> _RAW DATA_

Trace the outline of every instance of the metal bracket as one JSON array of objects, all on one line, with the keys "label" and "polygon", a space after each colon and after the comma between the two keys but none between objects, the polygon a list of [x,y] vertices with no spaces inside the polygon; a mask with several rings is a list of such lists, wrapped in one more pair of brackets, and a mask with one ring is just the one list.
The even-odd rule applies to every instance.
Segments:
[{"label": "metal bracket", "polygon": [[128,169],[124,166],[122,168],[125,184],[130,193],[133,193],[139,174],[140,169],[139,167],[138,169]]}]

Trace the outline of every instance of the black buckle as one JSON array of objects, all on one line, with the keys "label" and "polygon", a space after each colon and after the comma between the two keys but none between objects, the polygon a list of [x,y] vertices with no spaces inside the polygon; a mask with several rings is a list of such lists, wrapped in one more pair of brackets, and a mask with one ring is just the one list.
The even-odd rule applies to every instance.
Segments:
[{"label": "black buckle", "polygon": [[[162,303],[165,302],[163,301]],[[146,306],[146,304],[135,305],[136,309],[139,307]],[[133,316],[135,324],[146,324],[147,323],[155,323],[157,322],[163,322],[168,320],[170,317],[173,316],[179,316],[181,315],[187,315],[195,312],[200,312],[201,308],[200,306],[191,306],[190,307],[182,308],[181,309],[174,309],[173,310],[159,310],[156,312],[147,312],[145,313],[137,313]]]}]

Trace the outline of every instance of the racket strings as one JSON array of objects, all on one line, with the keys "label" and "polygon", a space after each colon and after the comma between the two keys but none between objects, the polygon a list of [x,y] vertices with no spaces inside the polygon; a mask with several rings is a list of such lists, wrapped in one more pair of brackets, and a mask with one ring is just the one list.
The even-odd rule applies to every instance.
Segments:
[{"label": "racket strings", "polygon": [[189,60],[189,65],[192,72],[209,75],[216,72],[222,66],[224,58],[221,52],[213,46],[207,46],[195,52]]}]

> _WORK REQUIRED_
Using the listing above, reproduce each line without omission.

> _RESULT_
Trace the outline of every instance of the metal bracket as one JSON array of objects, all on one line, with the keys "label" and "polygon", a space after each colon and after the comma between the two keys but none between objects, the polygon a list of [x,y] vertices with no spaces inside the polygon; a mask with several rings is a list of such lists, wrapped in one more pair of brackets, and a mask with one ring is just the one list.
The even-odd rule applies to every instance.
Segments:
[{"label": "metal bracket", "polygon": [[128,169],[124,166],[122,168],[125,184],[130,193],[133,193],[139,174],[140,169],[139,167],[138,169]]}]

Trace the outline of every instance of the black buckle as one JSON array of objects, all on one line, with the keys "label" and "polygon", a space after each colon and after the comma between the two keys but none between objects, the polygon a list of [x,y] vertices with no spaces inside the polygon; a mask with several rings is a list of such lists, wrapped in one more pair of brackets, and a mask with one ring is just the one list.
The even-odd rule applies to every instance.
Segments:
[{"label": "black buckle", "polygon": [[[162,303],[165,302],[163,301]],[[146,306],[146,304],[135,305],[136,309],[139,307]],[[133,316],[135,324],[146,324],[147,323],[155,323],[157,322],[163,322],[168,320],[170,317],[173,316],[179,316],[181,315],[187,315],[195,312],[200,312],[201,308],[200,306],[191,306],[190,307],[182,308],[181,309],[174,309],[173,310],[159,310],[156,312],[147,312],[145,313],[137,313]]]}]

Trace the outline of every instance of the racket strings as one JSON array of objects, all on one line, with the keys "label" and "polygon", a space after each colon and after the comma between the two keys but none between objects, the polygon a list of [x,y] vertices with no spaces inside the polygon; a mask with several rings is a list of such lists, wrapped in one more pair of brackets, and a mask with one ring is just the one list.
The even-odd rule applies to every instance.
Segments:
[{"label": "racket strings", "polygon": [[189,60],[189,65],[192,72],[209,75],[216,72],[222,66],[224,58],[221,52],[213,46],[207,46],[195,52]]}]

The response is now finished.